● TASK DETAILS: Write out only the tail of the records, beginning at the line containing "Where can you spot the black sandal" and including the last line, exactly as written.

Top of INPUT MATERIAL

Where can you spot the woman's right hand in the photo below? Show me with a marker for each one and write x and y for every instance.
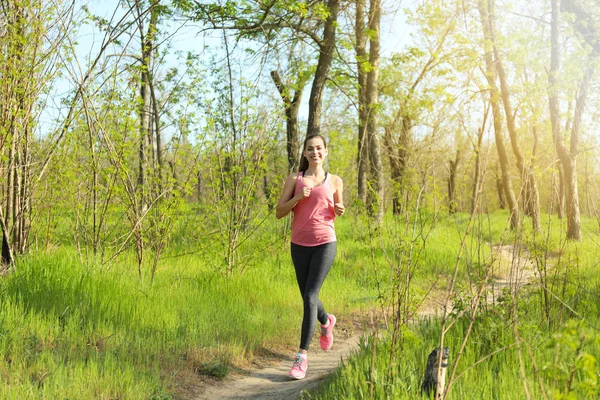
(305, 192)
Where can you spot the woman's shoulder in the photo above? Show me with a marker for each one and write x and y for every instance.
(335, 179)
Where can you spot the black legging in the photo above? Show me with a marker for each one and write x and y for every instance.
(312, 264)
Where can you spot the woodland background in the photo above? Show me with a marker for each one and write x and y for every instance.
(129, 153)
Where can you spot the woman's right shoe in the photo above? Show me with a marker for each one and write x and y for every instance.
(299, 368)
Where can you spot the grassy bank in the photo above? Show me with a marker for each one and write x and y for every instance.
(77, 328)
(542, 342)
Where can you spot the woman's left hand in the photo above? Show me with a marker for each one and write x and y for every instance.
(339, 209)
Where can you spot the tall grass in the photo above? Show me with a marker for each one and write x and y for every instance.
(556, 356)
(76, 328)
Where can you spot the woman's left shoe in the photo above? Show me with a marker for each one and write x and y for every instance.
(299, 368)
(327, 333)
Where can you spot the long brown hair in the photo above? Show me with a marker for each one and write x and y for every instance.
(303, 160)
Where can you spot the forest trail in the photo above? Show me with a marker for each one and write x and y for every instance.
(272, 382)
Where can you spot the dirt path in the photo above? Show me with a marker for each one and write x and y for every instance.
(272, 382)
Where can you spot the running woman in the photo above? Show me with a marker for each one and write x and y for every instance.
(315, 196)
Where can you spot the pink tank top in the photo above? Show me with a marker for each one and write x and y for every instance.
(313, 215)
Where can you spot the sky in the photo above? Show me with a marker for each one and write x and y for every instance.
(395, 34)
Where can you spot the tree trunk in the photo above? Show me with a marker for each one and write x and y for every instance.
(531, 196)
(291, 106)
(327, 47)
(497, 118)
(363, 111)
(452, 204)
(560, 193)
(585, 25)
(375, 177)
(477, 173)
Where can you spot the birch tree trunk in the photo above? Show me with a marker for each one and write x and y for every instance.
(291, 105)
(327, 46)
(363, 111)
(531, 195)
(375, 177)
(491, 76)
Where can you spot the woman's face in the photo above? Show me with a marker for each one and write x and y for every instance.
(315, 151)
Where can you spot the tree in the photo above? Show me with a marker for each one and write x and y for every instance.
(530, 191)
(586, 26)
(375, 176)
(491, 75)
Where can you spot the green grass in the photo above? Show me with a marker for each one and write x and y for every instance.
(559, 348)
(73, 328)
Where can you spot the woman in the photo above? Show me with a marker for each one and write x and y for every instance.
(315, 196)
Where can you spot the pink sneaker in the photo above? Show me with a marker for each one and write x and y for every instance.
(299, 368)
(327, 333)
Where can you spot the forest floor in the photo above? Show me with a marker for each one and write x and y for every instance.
(268, 377)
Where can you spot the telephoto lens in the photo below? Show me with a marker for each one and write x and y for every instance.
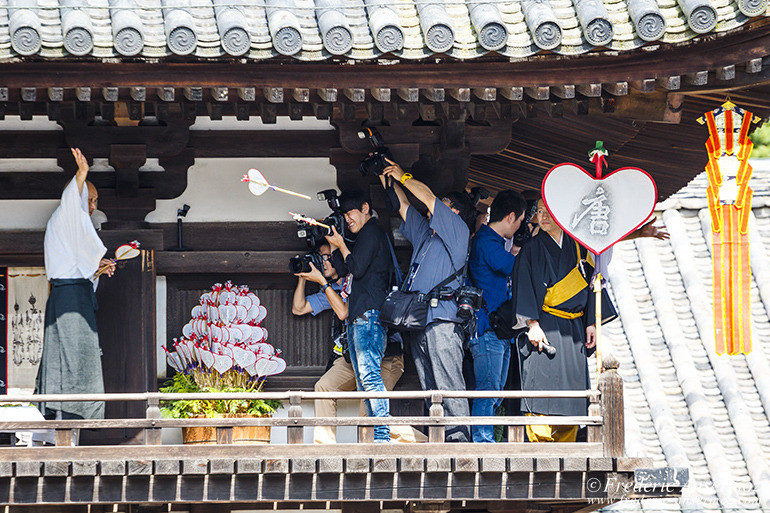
(548, 349)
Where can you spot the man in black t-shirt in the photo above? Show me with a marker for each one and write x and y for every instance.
(370, 264)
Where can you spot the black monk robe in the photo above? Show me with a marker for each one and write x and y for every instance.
(569, 308)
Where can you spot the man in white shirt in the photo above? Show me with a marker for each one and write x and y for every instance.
(71, 360)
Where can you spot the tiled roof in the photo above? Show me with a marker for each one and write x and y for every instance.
(358, 29)
(686, 406)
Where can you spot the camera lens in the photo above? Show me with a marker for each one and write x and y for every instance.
(295, 265)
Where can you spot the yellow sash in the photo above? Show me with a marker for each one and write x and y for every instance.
(565, 289)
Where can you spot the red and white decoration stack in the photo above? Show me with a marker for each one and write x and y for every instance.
(224, 344)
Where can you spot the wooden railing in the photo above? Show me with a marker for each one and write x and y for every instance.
(604, 421)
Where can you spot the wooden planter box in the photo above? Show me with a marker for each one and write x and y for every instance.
(242, 435)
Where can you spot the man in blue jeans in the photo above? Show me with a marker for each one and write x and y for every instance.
(489, 268)
(440, 243)
(370, 264)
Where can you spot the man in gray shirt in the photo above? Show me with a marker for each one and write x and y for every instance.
(440, 244)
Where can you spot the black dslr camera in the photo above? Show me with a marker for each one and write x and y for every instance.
(374, 163)
(301, 264)
(314, 234)
(523, 234)
(469, 300)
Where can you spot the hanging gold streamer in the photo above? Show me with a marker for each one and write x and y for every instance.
(729, 224)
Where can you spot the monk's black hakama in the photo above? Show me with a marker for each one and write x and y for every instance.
(71, 360)
(540, 265)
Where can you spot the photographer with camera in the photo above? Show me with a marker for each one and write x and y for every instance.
(489, 268)
(339, 375)
(370, 264)
(440, 251)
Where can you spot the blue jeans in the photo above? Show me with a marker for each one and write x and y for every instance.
(367, 341)
(490, 366)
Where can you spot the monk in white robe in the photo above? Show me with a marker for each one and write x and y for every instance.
(71, 360)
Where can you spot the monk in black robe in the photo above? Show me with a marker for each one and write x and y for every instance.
(553, 298)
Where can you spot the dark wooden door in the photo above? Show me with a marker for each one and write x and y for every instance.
(126, 321)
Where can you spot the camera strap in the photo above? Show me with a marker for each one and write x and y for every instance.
(396, 269)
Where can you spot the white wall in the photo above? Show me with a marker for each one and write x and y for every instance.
(215, 191)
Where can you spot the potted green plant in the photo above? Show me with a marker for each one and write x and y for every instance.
(223, 349)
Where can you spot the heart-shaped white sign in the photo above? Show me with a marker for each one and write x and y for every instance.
(222, 363)
(599, 212)
(270, 366)
(245, 302)
(207, 357)
(243, 358)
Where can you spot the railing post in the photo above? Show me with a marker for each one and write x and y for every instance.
(295, 434)
(611, 389)
(152, 436)
(64, 437)
(516, 433)
(436, 433)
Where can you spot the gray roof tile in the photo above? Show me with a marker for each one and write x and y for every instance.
(466, 45)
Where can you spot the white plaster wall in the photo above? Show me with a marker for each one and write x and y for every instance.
(215, 191)
(345, 434)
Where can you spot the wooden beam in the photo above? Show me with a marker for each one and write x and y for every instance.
(301, 94)
(28, 94)
(83, 94)
(247, 94)
(355, 94)
(139, 94)
(166, 94)
(328, 94)
(515, 94)
(193, 94)
(56, 94)
(590, 90)
(381, 94)
(616, 88)
(726, 73)
(644, 86)
(538, 93)
(461, 94)
(253, 262)
(409, 94)
(220, 94)
(754, 66)
(659, 107)
(671, 83)
(273, 94)
(565, 92)
(487, 94)
(699, 78)
(435, 94)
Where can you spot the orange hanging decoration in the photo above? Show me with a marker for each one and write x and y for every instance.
(729, 200)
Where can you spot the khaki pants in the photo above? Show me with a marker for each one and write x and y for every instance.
(340, 378)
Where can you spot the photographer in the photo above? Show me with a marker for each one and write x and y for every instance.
(339, 376)
(370, 265)
(440, 249)
(489, 268)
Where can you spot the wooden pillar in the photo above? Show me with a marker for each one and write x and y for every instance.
(126, 322)
(611, 389)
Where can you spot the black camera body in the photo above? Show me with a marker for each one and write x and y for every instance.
(301, 264)
(374, 163)
(469, 300)
(314, 235)
(523, 234)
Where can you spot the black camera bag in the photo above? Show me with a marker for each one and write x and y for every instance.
(502, 321)
(405, 310)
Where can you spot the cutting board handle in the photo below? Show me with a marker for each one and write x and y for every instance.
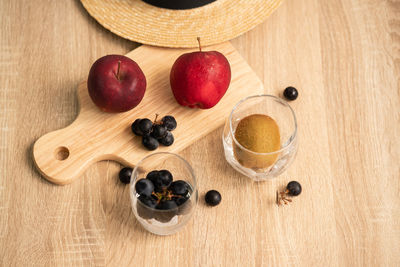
(63, 155)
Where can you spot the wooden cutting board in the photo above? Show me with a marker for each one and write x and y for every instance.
(61, 156)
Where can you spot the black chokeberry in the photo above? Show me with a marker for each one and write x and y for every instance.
(167, 140)
(169, 122)
(144, 187)
(135, 128)
(167, 205)
(145, 125)
(294, 188)
(150, 142)
(161, 179)
(159, 131)
(290, 93)
(213, 198)
(166, 178)
(125, 175)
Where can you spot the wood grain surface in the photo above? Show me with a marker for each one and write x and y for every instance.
(343, 56)
(63, 155)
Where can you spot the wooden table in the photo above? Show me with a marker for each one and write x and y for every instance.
(343, 56)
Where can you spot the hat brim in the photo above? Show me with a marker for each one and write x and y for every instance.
(216, 22)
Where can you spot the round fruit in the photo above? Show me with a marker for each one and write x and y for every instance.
(144, 187)
(125, 175)
(150, 142)
(135, 128)
(213, 198)
(168, 139)
(200, 79)
(165, 178)
(169, 122)
(159, 131)
(179, 188)
(145, 126)
(116, 83)
(290, 93)
(294, 188)
(161, 179)
(166, 205)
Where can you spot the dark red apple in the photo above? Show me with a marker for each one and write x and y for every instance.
(116, 83)
(200, 79)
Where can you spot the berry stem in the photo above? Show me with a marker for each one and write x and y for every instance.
(198, 40)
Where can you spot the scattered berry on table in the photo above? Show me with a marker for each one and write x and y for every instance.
(294, 188)
(213, 198)
(290, 93)
(125, 175)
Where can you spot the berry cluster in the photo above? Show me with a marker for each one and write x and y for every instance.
(155, 133)
(158, 191)
(293, 189)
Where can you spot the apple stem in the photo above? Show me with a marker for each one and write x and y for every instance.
(198, 40)
(119, 66)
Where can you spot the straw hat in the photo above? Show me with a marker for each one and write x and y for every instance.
(215, 22)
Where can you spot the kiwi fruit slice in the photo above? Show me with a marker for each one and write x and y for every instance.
(258, 133)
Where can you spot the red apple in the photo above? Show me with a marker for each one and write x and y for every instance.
(200, 79)
(116, 83)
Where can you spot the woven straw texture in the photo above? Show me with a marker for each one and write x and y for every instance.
(216, 22)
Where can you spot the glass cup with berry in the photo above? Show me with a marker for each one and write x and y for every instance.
(260, 137)
(163, 193)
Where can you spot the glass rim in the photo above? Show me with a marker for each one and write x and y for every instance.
(285, 103)
(135, 170)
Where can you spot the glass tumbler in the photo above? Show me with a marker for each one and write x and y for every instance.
(164, 222)
(261, 166)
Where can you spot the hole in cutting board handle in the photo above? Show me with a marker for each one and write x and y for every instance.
(61, 153)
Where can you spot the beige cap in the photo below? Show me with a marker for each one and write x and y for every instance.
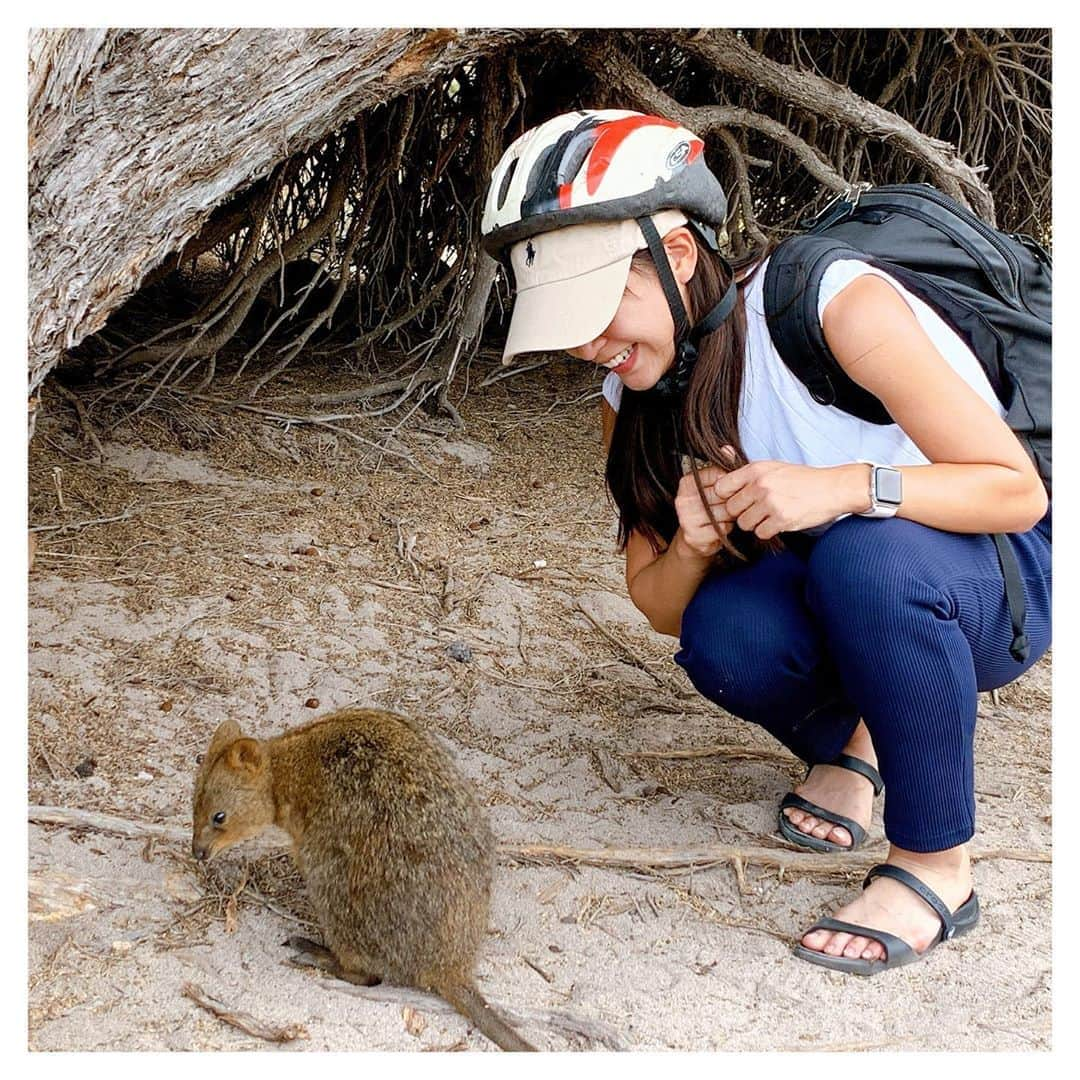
(569, 281)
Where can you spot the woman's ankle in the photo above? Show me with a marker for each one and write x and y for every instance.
(950, 864)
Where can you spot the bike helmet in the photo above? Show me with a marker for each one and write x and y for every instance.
(572, 200)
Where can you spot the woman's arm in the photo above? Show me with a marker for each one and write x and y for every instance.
(981, 480)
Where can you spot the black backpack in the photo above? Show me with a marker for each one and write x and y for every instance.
(993, 288)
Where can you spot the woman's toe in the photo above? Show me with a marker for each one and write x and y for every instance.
(837, 945)
(840, 835)
(855, 947)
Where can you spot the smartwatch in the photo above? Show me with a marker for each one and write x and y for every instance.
(887, 490)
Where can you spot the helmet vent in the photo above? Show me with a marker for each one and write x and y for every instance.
(504, 186)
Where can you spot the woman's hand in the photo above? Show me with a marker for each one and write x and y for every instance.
(771, 497)
(698, 536)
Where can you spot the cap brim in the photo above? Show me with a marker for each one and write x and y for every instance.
(564, 314)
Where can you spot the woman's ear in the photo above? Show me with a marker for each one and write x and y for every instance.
(682, 253)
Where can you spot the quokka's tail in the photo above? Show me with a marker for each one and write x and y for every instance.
(471, 1003)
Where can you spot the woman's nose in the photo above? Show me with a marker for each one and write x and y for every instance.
(589, 351)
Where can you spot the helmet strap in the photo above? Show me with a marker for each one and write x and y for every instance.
(675, 380)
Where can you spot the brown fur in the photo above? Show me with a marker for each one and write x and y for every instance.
(394, 848)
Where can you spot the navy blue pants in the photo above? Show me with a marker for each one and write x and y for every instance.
(887, 620)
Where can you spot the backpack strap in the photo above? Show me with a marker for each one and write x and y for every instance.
(1014, 595)
(792, 283)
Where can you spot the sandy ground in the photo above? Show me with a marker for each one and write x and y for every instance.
(215, 565)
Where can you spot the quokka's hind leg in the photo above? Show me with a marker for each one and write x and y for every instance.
(310, 954)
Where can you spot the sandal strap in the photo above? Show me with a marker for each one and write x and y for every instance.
(863, 768)
(854, 765)
(796, 801)
(920, 889)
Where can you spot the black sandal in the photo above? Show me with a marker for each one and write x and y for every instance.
(858, 833)
(898, 952)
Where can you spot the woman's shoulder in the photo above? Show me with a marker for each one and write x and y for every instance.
(612, 390)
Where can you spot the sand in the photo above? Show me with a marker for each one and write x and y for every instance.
(215, 566)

Bottom of INPUT MATERIAL

● RESULT FOR THIS EXERCISE:
Where can you spot the black sandal in the photo above? Show me with a marker for each one and write x and y for every instance.
(858, 833)
(898, 952)
Where can you spot the woman's shoulder in the photo above? Show me with a marker for each one and write x and y for every instance.
(612, 390)
Where can you spot the sand in the photo above? Show me with a marker for each one and write x and y for every instance.
(215, 566)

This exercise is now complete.